Friends are more valuable. Always.


----------



## digibucc (Dec 1, 2010)

yeah the one thing you don't want is to be pegged as the family/friend/workplace tech guy.

if it's your job, that's near impossible.  but even so - i have a full time job and still constantly have 3+ computers sitting next to my desk, that friends/family/co-workers need fixed.  that means less of a life and free time for me because i can't get myself to just say "no, can't help"


----------



## cadaveca (Dec 1, 2010)

I charge $65 an hour. I get a fair amount of business.


I do not charge people to diagnose issues. I charge $125 to install windows, drivers, apps, & file restore. 


I only do work with a deposit.


I get 3-5 computers a month.


When I do work, I place "dummy" stickers on heatsinks, case doors, and drive connectors. I offer "warranties" on my work.

I do not deal with software problems. I almost ALWAYS re-isntall windows.

I do not mix business with pleasure. However, I typically, in the very least, have a drink or 4 with the "customer" when they pick up thier machine. If the customer is female, she gets a pack of cleaning cloths, and cleaners for the pc.

If you want to look professional, get a proper invoice book made up for you. I pay $8 for a book of 200 invoices from a local print shop with my business name and logo. $25 for 500 business cards. When I present the bill, they get an itemized invoice(showing what was done, and the time involved, and pricing of any replacement parts), with a business card attached. I also try to wear a shirt that has my logo on it when dealing with people.


----------



## Soylent Joe (Dec 1, 2010)

I do $10/hr plus hardware costs. It doesn't matter to me how much one CAN make in the line of work, I refuse to be an asswipe that charges something anywhere close to what Geek Squad or Staples charges.

For what I actually do, and for what most of actually do for a client, $10-$15/hr is fair. Any more is gouging because you can.


----------



## niko084 (Dec 1, 2010)

Soylent Joe said:


> I do $10/hr plus hardware costs. It doesn't matter to me how much one CAN make in the line of work, I refuse to be an asswipe that charges something anywhere close to what Geek Squad or Staples charges.
> 
> For what I actually do, and for what most of actually do for a client, $10-$15/hr is fair. Any more is gouging because you can.



I think you are getting FAR ahead of yourself here.

Maybe you don't like to pay taxes on your business, because at that rate by the time you are done paying for your bonding and insurance you made about $4 an hour.

* * * * * * *

◆ Problem A
Answer these questions about the forum thread above on charging for computer repair work.
(i) What does cadaveca charge to install Windows, drivers, and apps and restore files?
(ii) What rate does Soylent Joe charge?
(iii) According to niko084, about how much would someone at Soylent Joe's rate make per hour after paying for bonding and insurance?
◆ Problem B
Pick up the forum thread on charging for computer repair work and write what comes next, starting after its final sentence.

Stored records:
* * * * * * *

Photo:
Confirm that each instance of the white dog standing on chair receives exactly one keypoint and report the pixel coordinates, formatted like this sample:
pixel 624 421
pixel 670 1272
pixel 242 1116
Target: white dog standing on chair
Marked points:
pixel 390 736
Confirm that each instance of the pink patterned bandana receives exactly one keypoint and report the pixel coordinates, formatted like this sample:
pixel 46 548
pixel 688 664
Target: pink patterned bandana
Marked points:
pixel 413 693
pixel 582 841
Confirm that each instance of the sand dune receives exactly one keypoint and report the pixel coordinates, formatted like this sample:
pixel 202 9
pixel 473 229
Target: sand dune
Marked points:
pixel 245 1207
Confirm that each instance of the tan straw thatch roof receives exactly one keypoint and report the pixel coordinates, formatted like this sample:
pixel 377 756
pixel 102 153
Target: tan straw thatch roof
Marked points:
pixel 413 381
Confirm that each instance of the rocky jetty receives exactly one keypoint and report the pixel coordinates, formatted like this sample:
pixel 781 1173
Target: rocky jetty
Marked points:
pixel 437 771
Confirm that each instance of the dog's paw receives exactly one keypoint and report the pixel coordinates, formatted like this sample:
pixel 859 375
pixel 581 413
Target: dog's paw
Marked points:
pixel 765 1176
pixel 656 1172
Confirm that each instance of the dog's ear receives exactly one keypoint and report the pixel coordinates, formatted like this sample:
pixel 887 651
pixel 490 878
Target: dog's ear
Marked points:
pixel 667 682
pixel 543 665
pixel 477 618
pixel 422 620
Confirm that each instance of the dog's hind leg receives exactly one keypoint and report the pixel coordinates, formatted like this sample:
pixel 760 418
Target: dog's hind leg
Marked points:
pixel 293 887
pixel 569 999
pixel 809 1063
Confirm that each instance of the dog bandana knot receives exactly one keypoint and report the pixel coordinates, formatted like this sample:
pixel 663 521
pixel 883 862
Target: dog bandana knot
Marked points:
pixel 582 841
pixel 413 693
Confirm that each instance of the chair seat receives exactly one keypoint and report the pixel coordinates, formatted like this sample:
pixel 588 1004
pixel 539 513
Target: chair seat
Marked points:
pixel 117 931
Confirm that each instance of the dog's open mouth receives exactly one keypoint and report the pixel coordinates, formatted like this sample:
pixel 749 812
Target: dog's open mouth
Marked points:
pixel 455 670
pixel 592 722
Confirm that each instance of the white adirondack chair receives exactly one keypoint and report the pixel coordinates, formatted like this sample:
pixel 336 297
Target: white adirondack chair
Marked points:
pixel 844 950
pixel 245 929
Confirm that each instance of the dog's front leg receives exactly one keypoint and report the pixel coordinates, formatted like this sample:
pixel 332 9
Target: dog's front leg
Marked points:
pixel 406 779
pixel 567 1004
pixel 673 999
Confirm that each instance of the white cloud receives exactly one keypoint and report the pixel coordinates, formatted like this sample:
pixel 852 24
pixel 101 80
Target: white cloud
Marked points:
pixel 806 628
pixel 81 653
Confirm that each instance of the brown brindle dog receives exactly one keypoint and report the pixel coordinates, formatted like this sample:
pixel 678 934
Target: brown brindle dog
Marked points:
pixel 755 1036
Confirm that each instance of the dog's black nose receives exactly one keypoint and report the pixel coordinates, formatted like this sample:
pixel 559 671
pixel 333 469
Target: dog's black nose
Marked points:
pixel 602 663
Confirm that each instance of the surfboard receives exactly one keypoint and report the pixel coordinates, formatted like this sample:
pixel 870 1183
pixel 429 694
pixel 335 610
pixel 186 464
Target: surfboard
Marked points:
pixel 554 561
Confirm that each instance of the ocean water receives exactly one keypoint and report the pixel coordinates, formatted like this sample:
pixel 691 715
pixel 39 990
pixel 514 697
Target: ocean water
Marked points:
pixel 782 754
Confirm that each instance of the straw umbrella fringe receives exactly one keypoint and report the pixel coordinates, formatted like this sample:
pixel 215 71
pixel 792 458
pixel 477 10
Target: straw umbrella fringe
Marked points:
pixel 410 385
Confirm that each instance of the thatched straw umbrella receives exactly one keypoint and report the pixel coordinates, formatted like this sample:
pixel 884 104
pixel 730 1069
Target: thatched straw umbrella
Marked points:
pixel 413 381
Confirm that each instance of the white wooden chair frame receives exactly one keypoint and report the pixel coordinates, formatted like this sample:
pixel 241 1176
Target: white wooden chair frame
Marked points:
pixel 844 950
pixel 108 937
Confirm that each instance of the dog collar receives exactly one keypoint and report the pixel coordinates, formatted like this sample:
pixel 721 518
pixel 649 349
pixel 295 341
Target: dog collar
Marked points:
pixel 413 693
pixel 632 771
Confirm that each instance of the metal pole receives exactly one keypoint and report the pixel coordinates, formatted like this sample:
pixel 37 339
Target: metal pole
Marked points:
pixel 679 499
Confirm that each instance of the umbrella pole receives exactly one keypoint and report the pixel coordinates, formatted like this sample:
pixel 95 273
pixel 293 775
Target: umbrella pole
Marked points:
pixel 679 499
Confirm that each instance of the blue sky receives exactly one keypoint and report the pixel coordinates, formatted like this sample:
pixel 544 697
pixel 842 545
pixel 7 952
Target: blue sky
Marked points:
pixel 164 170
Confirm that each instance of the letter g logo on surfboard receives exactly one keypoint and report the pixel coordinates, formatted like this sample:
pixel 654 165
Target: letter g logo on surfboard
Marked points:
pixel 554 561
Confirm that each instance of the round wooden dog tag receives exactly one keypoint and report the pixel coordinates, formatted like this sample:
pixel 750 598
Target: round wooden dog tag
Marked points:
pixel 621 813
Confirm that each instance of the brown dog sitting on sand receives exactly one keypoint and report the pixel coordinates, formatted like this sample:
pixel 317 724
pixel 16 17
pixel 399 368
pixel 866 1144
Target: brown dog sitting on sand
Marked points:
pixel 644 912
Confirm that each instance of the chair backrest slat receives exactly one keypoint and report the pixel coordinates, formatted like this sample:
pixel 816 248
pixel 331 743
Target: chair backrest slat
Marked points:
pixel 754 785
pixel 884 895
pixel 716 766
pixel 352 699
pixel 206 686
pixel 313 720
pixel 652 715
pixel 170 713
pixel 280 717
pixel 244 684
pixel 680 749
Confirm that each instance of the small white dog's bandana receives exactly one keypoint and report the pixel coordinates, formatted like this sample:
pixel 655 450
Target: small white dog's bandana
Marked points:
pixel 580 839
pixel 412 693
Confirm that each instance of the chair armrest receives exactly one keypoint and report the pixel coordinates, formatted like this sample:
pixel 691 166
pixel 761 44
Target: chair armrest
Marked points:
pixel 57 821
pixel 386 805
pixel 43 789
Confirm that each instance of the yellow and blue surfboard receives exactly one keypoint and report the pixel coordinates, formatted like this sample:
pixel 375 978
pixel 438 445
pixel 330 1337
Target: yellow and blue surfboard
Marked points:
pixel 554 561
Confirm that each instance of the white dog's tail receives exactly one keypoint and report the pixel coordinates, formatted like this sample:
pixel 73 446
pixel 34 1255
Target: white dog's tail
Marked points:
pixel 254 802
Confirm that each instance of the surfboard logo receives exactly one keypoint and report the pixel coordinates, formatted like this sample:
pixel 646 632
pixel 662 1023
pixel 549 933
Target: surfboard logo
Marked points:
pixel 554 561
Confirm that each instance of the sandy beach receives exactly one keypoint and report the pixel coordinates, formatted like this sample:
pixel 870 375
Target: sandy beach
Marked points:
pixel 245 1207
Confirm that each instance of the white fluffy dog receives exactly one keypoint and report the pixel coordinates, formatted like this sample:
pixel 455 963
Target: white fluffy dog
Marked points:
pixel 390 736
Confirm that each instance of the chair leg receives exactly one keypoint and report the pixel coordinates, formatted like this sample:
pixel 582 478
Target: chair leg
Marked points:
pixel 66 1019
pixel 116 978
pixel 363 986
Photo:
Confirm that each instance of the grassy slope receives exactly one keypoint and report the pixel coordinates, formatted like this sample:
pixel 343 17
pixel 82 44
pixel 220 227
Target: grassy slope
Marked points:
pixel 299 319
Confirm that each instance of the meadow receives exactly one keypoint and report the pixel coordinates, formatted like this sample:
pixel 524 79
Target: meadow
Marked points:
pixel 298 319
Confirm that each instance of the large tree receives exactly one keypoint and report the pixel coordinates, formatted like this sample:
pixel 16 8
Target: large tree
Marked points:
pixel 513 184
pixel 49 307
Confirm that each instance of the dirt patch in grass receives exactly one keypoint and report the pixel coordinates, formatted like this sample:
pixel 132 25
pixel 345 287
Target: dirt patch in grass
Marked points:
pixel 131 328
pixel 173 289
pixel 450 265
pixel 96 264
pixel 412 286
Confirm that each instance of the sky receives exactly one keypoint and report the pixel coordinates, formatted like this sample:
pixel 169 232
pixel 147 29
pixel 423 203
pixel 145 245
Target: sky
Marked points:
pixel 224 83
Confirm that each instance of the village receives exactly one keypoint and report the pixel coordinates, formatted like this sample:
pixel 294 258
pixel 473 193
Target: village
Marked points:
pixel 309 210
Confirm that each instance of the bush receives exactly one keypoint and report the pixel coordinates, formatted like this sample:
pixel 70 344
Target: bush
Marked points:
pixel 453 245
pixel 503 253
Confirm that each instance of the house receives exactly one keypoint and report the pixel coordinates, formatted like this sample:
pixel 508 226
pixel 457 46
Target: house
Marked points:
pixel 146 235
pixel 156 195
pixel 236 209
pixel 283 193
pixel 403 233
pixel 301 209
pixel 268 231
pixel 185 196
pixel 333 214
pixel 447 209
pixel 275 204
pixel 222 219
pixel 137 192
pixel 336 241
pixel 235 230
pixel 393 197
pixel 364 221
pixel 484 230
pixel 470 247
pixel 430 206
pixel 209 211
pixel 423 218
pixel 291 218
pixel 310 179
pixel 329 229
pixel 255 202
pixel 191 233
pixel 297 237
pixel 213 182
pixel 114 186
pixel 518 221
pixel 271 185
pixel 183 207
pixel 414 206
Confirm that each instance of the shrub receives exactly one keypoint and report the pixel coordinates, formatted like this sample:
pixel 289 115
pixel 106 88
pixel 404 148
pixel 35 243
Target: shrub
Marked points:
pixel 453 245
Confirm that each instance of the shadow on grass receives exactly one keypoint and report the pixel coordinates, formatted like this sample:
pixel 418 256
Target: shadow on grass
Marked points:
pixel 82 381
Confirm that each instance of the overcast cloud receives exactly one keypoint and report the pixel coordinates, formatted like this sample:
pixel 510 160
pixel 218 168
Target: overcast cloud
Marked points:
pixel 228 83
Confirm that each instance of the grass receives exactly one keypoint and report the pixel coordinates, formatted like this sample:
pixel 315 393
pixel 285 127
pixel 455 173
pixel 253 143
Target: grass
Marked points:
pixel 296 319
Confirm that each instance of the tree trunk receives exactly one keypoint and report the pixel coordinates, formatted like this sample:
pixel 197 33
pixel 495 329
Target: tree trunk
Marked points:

* * * * * * *

◆ Exercise response A
(i) $125
(ii) $10 an hour plus hardware costs
(iii) About $4 an hour

◆ Exercise response B
There is a difference a BIG difference between someone who fixes computers on the side and business that deals with multi-million dollar companies systems/networks with 150 employees and every hour they are down costs them thousands of dollars.

Not ripping into you, but be careful how you put things.


----------



## Soylent Joe (Dec 1, 2010)

niko084 said:


> I think you are getting FAR ahead of yourself here.
> 
> Maybe you don't like to pay taxes on your business, because at that rate by the time you are done paying for your bonding and insurance you made about $4 an hour.
> 
> ...



I was talking about doing repairs as a hobby/side-job for a little extra cash. Of course if you have to pay taxes on that income you're going to charge more.


----------



## cadaveca (Dec 1, 2010)

Technically, any income you get must be declared. I make just enough to cover my expenses.

And my prices have nothing to do with gouging...I have 4 kids, and my time is valuable. Anything that takes away from that time, costs ALOT.

And i cannot do pc work with 3, 5, 7, and 9 year-olds tugging at me. And I cannot, without feeling guilty, tell them to get out of my hair so I can work, without the reimbursement being of equal or greater value.



And people tend to pay me MORE than what I ask for. I usually get an avg 10-15% tip, and more often than not, on the larger bills.


But all the things I do to look professional costs money, and real people understand this.

@ $10 to $15 an hour, I just wouldn't bother. $15 will not buy a pack of cigarettes and bus fare in one direction, here. It does not buy a 6-pack of beer, either, unless you buy the real cheap stuff(which I do, anyway).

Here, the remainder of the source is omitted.